• [Exercise directions] Transcribe exactly the line that contains "the horse leg" and every line after it through the end of the records, with nothing else.

Referring expression pointing data:
=== Begin Enclosure ===

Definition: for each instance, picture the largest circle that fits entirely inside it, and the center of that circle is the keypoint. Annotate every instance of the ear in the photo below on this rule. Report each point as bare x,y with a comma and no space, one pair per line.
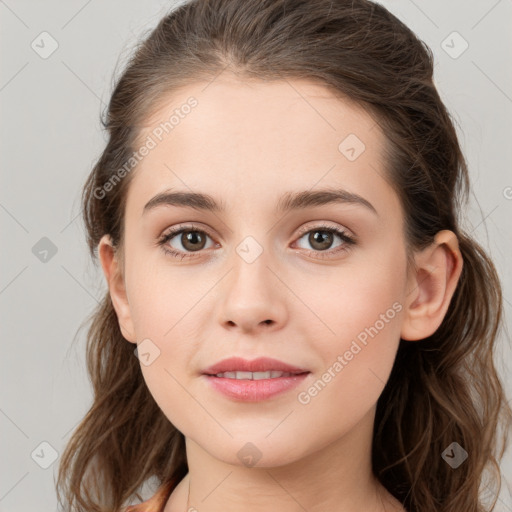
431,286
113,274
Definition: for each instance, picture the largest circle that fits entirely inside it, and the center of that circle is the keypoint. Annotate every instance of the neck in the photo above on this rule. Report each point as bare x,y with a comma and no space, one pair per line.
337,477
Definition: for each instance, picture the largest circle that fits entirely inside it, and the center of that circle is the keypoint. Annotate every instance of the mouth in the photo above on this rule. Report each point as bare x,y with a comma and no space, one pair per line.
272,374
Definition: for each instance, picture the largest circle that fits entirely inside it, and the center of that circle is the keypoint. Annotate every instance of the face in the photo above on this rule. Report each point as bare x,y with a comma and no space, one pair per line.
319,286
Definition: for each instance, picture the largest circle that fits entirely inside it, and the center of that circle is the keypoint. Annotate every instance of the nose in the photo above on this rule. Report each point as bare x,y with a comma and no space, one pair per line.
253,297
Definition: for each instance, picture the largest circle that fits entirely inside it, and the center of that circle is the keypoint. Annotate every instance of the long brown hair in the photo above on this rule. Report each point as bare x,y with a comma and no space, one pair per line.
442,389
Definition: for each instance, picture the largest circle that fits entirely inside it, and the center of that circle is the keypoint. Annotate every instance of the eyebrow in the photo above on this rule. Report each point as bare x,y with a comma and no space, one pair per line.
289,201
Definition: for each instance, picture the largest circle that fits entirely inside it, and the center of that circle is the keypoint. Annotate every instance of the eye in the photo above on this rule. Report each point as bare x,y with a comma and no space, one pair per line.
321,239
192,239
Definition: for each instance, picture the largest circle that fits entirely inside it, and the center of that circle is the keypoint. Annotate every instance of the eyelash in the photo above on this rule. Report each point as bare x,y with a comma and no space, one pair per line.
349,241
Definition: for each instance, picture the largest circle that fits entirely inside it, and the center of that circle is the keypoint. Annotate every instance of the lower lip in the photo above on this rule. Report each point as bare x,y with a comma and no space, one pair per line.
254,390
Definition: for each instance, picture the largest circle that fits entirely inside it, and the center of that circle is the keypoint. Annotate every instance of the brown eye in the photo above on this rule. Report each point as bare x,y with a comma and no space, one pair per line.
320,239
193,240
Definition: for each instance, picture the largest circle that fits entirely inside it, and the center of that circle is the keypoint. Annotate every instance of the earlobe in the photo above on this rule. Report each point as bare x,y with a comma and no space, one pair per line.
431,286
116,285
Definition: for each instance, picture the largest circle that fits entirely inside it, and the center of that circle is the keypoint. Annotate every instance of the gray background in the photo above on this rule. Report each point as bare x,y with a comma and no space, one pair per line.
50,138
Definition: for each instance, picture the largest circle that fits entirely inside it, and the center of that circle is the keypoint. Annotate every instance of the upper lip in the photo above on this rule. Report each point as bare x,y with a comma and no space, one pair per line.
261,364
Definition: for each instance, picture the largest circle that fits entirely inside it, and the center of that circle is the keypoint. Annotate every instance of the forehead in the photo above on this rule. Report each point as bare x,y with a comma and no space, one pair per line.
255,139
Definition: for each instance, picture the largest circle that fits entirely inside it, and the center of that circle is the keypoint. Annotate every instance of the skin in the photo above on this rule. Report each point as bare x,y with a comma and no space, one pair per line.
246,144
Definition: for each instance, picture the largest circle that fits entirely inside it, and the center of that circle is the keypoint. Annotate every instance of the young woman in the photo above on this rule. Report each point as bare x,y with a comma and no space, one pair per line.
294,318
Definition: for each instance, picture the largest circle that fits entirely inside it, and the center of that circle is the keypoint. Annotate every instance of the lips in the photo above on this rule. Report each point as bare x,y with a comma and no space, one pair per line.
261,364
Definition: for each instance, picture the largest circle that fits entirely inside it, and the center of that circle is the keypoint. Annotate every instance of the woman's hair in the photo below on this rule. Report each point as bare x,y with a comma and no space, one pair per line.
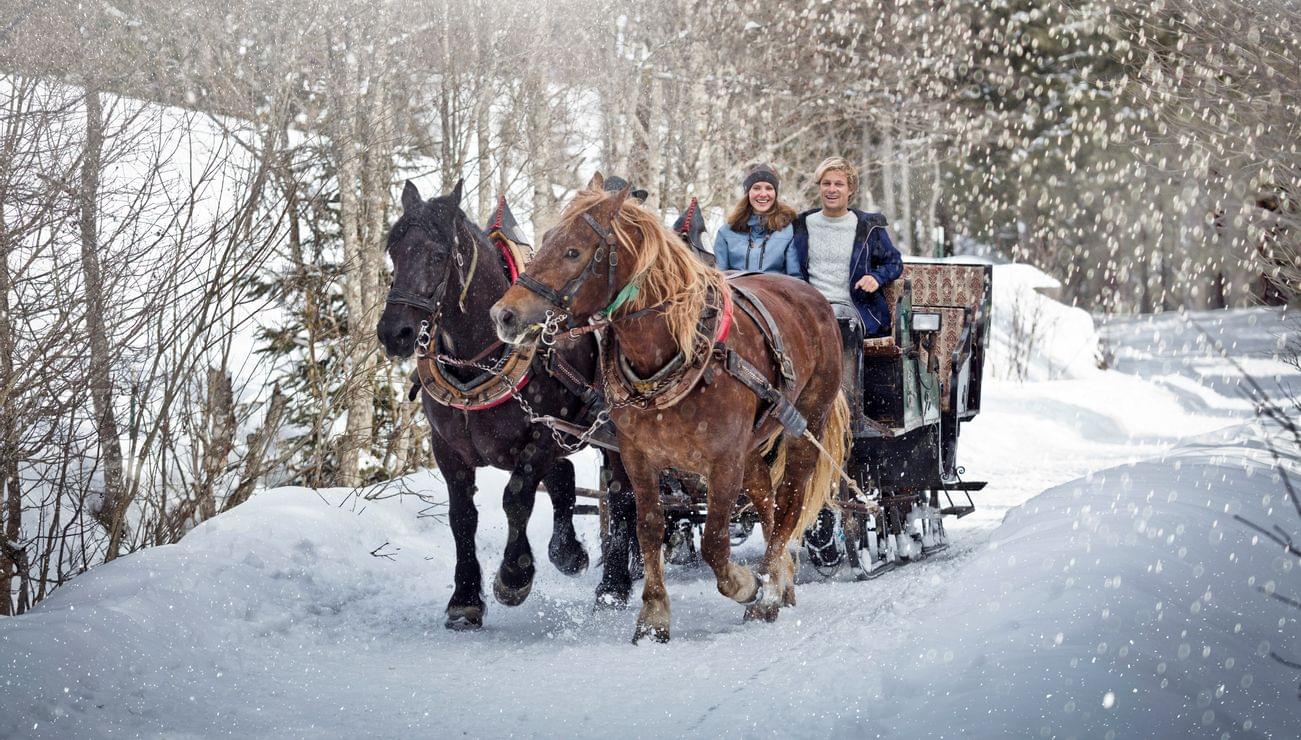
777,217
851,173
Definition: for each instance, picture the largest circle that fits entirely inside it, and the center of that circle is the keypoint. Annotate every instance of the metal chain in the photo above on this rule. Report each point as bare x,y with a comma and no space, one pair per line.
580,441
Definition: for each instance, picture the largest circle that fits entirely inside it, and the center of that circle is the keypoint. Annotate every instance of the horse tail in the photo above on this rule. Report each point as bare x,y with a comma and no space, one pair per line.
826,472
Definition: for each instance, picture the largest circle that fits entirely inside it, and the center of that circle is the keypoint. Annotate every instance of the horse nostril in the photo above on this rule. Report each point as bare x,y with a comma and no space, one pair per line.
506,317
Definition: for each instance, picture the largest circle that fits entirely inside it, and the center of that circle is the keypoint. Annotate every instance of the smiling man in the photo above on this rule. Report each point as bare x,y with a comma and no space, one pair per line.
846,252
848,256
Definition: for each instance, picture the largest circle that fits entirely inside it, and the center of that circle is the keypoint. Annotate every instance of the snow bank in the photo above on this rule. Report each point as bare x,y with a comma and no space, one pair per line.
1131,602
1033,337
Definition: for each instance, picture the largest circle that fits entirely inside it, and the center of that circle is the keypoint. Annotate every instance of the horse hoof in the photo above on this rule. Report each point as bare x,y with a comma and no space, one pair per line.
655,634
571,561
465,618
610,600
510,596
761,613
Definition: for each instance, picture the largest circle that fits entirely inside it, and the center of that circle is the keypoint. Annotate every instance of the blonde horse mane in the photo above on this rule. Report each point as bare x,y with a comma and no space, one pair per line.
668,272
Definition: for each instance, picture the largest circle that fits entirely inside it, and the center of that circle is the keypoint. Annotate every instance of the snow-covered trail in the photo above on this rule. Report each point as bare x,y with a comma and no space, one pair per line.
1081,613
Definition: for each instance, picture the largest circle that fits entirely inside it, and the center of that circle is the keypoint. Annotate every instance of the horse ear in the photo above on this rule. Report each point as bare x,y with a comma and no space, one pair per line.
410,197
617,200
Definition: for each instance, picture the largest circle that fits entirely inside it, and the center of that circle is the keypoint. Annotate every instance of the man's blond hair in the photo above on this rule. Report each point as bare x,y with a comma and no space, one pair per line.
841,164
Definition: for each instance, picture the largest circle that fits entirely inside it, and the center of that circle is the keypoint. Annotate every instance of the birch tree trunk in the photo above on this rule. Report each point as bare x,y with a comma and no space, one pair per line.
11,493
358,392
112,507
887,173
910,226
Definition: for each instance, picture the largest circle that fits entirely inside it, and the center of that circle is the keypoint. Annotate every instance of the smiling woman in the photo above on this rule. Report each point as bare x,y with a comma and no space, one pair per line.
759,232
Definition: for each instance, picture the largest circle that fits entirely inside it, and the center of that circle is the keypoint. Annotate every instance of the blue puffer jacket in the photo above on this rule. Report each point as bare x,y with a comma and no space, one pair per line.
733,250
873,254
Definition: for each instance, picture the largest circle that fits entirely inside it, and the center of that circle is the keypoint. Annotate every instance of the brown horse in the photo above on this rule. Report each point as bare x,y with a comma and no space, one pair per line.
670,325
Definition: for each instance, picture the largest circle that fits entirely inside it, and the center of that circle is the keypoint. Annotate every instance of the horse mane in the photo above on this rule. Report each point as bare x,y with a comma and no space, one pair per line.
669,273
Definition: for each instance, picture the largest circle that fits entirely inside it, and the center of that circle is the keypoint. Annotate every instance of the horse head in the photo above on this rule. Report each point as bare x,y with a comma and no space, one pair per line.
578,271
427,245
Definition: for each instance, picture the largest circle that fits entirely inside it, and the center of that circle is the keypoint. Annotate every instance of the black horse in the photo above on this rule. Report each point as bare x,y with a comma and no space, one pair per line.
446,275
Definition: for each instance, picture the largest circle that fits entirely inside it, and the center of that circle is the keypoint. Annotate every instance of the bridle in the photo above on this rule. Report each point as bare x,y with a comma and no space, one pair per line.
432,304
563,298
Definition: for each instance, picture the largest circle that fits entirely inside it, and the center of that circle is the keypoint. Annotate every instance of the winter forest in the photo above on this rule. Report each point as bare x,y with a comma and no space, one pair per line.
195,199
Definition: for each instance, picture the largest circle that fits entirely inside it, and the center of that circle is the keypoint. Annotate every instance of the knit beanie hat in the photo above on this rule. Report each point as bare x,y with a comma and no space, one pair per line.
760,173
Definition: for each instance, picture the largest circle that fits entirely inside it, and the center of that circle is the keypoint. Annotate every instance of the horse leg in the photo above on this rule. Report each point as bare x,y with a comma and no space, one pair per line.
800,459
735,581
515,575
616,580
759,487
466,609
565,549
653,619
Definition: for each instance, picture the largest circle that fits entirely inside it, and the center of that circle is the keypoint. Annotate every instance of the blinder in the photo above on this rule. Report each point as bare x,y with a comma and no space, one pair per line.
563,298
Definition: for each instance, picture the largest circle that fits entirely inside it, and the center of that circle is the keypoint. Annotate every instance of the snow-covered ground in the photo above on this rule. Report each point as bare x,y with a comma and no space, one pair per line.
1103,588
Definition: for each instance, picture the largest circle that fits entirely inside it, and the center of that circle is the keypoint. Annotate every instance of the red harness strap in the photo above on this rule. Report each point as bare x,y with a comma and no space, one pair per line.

=== End Enclosure ===

• [Task output]
Definition: for each instance, picture the largest circle that fits entirely inside it, and the center of that circle is the keypoint. Annotate every instance of the horse leg in the photo above on this rule. Report each point as bare x,y with a comma and no space, one pair per line.
800,459
735,581
515,575
616,580
759,487
466,609
565,549
653,619
Definition: for each instance, picture the largest circle that fits entirely inside it, and the center of that circle is the keypoint. Annotate every instance of the blinder in the photo above on this rule. Report each point as bare x,y with a comma and no space, one pair per line.
563,298
Definition: for each instance, picture the largest circle that fits entirely inside it, and the center of that circle is the keypoint. Annotate every instance of the snow-covered ground in the photo above on this rule. Report each point as bare x,y with a comma and no space, one pair per line.
1103,588
Definition: for each instance, picture the largest circle that fits entirely inside it, and the center of that circle is the keypoint. Annotate every instance of the red harness strap in the photo above on this rule. Report each point as bare x,y with a comma and no space, one pair per line.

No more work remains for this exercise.